Input material |
* * * * * * * * *
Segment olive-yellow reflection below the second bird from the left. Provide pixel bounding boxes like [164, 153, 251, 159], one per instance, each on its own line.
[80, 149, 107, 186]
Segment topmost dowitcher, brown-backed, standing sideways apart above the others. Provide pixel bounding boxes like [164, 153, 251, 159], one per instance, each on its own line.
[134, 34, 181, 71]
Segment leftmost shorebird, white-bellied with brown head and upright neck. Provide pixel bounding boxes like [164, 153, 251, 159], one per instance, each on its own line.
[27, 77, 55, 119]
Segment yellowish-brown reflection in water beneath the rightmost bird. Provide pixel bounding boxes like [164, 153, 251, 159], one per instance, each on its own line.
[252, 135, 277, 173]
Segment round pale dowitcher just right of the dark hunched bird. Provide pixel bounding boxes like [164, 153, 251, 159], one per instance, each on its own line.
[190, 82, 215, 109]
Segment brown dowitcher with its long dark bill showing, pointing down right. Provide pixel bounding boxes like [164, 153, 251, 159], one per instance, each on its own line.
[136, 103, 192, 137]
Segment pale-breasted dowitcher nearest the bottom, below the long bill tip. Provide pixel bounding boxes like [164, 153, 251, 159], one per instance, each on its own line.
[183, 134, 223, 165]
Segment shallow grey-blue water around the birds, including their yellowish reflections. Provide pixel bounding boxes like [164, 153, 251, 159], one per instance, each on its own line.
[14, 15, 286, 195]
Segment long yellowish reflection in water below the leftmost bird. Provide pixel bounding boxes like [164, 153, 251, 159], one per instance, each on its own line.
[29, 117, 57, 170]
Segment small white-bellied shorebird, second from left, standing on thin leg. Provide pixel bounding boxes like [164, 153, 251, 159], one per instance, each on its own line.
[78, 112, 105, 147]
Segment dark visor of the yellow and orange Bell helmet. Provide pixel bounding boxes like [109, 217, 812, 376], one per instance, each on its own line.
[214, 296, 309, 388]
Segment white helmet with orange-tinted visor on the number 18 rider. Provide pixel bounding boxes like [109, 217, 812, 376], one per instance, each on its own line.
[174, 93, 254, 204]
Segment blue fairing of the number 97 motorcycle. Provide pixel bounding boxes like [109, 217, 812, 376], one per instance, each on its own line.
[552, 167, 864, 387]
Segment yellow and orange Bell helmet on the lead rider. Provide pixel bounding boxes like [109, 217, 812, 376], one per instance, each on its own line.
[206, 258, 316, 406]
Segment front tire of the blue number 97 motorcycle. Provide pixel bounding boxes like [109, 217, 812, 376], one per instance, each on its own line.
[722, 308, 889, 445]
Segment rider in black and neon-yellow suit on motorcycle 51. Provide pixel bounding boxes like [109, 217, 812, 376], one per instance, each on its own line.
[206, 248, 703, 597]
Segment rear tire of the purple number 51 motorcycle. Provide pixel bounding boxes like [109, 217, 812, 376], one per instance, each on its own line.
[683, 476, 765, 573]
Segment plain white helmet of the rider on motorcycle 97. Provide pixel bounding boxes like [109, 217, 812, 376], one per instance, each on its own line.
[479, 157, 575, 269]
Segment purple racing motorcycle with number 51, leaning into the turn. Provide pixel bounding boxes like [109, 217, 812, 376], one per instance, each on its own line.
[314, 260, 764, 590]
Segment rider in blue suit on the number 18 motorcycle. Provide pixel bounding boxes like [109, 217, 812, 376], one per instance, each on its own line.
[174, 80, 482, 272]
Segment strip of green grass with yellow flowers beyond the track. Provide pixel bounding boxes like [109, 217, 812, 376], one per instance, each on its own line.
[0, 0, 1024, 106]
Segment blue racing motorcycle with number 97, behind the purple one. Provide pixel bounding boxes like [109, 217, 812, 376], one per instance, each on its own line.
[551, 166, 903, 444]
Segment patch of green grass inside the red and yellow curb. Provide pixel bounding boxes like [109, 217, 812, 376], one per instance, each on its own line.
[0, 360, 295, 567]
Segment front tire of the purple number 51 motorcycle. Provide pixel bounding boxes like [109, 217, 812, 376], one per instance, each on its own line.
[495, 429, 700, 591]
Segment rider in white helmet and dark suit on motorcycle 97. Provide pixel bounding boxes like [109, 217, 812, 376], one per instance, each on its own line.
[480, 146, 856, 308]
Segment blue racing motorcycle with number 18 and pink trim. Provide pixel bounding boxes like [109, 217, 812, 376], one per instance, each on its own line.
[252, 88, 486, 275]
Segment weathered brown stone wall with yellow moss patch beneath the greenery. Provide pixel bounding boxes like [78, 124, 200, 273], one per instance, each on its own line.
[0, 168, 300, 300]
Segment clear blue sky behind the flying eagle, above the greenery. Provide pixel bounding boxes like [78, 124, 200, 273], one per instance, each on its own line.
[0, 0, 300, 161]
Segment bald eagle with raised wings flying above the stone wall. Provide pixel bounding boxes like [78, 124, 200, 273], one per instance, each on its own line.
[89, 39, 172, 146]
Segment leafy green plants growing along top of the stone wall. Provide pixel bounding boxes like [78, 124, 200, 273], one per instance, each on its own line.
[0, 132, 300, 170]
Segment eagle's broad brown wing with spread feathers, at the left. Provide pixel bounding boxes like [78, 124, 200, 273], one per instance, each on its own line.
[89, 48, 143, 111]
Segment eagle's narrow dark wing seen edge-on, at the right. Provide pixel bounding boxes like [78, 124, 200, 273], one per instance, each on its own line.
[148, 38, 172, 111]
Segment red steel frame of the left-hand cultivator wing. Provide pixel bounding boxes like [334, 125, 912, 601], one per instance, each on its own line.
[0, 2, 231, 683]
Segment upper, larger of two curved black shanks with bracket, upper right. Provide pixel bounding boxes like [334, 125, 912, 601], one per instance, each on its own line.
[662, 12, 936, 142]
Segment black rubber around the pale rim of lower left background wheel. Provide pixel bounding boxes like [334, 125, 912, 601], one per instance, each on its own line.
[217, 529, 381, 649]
* * * * * * * * *
Task statement |
Give every record again, exactly as it appears.

Solution to this exercise |
Segment olive-yellow reflection below the second bird from the left. Provide pixel bounding boxes like [164, 153, 251, 159], one per instance, each on its own line.
[80, 149, 107, 186]
Segment topmost dowitcher, brown-backed, standing sideways apart above the others. Provide pixel bounding boxes like [164, 153, 251, 159], one per instance, each on its own line.
[134, 34, 181, 71]
Segment leftmost shorebird, white-bellied with brown head and upright neck. Provide pixel bounding boxes like [164, 153, 251, 159], one per instance, each on its own line.
[27, 77, 55, 119]
Segment yellowish-brown reflection in water beneath the rightmost bird. Provide pixel bounding boxes like [164, 153, 251, 159], one per instance, each on its own line.
[252, 135, 277, 173]
Segment round pale dowitcher just right of the dark hunched bird. Provide pixel bounding boxes like [164, 153, 251, 159], one per instance, each on its own line.
[190, 82, 215, 109]
Segment brown dowitcher with its long dark bill showing, pointing down right. Provide pixel bounding boxes like [164, 153, 251, 159], one per instance, each on its own line.
[136, 103, 192, 137]
Segment pale-breasted dowitcher nearest the bottom, below the long bill tip. Provide pixel bounding boxes like [164, 153, 251, 159], one per instance, each on its own line.
[183, 134, 223, 165]
Segment shallow grey-blue water around the birds, including their yellowish reflections. Provide pixel bounding boxes like [164, 153, 251, 159], one per instance, each on its own line.
[14, 15, 286, 195]
Segment long yellowish reflection in water below the leftmost bird. Provide pixel bounding boxes like [164, 153, 251, 159], one per instance, each on its own line.
[29, 117, 57, 170]
Segment small white-bellied shorebird, second from left, standing on thin leg. Provide pixel bounding boxes like [164, 153, 251, 159], one per instance, each on its own line.
[78, 112, 105, 147]
Segment dark visor of the yellow and orange Bell helmet. Provide pixel bounding boxes like [109, 217, 812, 376], one per instance, each on its own line.
[214, 296, 309, 388]
Segment white helmet with orange-tinted visor on the number 18 rider. Provide pixel bounding boxes like [109, 217, 812, 376], one per instance, each on its own line.
[174, 93, 254, 204]
Segment blue fairing of the number 97 motorcycle. Provide pixel bounding boxes like [109, 217, 812, 376], one per instance, each on its own line.
[552, 167, 864, 387]
Segment yellow and orange Bell helmet on the lead rider. Provide pixel bounding boxes like [109, 217, 812, 376], one per instance, each on its own line.
[206, 258, 316, 406]
Segment front tire of the blue number 97 motorcycle. Provide pixel bounding boxes like [109, 217, 812, 376], one per instance, each on its own line.
[722, 308, 889, 445]
Segment rider in black and neon-yellow suit on motorcycle 51. Provide pixel bounding boxes like [109, 217, 812, 376], one per instance, each on its own line.
[206, 248, 703, 597]
Segment rear tire of the purple number 51 motorcycle. Provide pixel bounding boxes like [109, 217, 812, 376], one per instance, each on its own line.
[683, 476, 765, 573]
Segment plain white helmet of the rider on motorcycle 97. Provide pixel bounding boxes like [109, 217, 812, 376], one per instance, each on its own line.
[479, 157, 575, 269]
Segment purple racing motorcycle with number 51, leaning into the turn. Provide pixel bounding boxes like [109, 217, 812, 376], one per instance, each on its own line.
[314, 260, 764, 590]
Segment rider in blue suit on the number 18 motorcycle. Provide pixel bounding boxes like [109, 217, 812, 376], one per instance, each on its own line.
[174, 80, 482, 272]
Segment strip of green grass with yellow flowers beyond the track. Provide pixel bounding boxes like [109, 217, 812, 376], one per instance, each on its own line.
[0, 0, 1024, 106]
Segment blue racing motorcycle with number 97, behind the purple one. Provide pixel bounding boxes like [109, 217, 812, 376], one per instance, each on its own line.
[551, 166, 903, 444]
Segment patch of green grass inside the red and yellow curb. Provide pixel bounding boxes like [109, 217, 812, 376], one per instance, each on its own line.
[0, 360, 295, 567]
Segment front tire of the purple number 51 motorcycle. Provide pixel bounding boxes like [109, 217, 812, 376], one per instance, each on its own line.
[495, 429, 700, 591]
Segment rider in white helmet and dark suit on motorcycle 97. Provide pixel bounding boxes like [109, 217, 812, 376], one per instance, each on its own line.
[480, 146, 856, 308]
Segment blue racing motorcycle with number 18 and pink trim. Provide pixel bounding boxes like [109, 217, 812, 376], one per instance, each on its own line.
[252, 88, 486, 275]
Segment weathered brown stone wall with yellow moss patch beneath the greenery. Provide pixel bounding boxes like [78, 124, 200, 273], one per instance, each on its own line.
[0, 168, 300, 300]
Segment clear blue sky behind the flying eagle, above the greenery. Provide pixel bounding boxes like [78, 124, 200, 273], one per instance, each on its own line.
[0, 0, 300, 161]
Segment bald eagle with raised wings flying above the stone wall. Provide pixel bounding boxes like [78, 124, 200, 273], one per instance, each on its own line.
[89, 39, 172, 146]
Segment leafy green plants growing along top of the stone wall. Provide pixel bounding boxes like [78, 124, 200, 273], one per instance, each on its own line.
[0, 132, 300, 170]
Segment eagle's broad brown wing with spread feathers, at the left. Provide pixel bounding boxes like [78, 124, 200, 273], one per instance, each on its own line.
[89, 48, 143, 111]
Segment eagle's narrow dark wing seen edge-on, at the right. Provide pixel bounding boxes like [78, 124, 200, 273], one per instance, each on its own line.
[148, 38, 172, 111]
Segment red steel frame of the left-hand cultivator wing. Provide pixel bounding boxes like [334, 125, 912, 601], one per instance, each on its own line.
[0, 2, 231, 683]
Segment upper, larger of two curved black shanks with bracket, upper right. Provide pixel bounding boxes like [334, 125, 912, 601], one per instance, each on its own line.
[662, 12, 936, 142]
Segment black rubber around the pale rim of lower left background wheel. Provide pixel bounding boxes like [334, 125, 912, 601], one per instance, each on its own line.
[217, 529, 381, 649]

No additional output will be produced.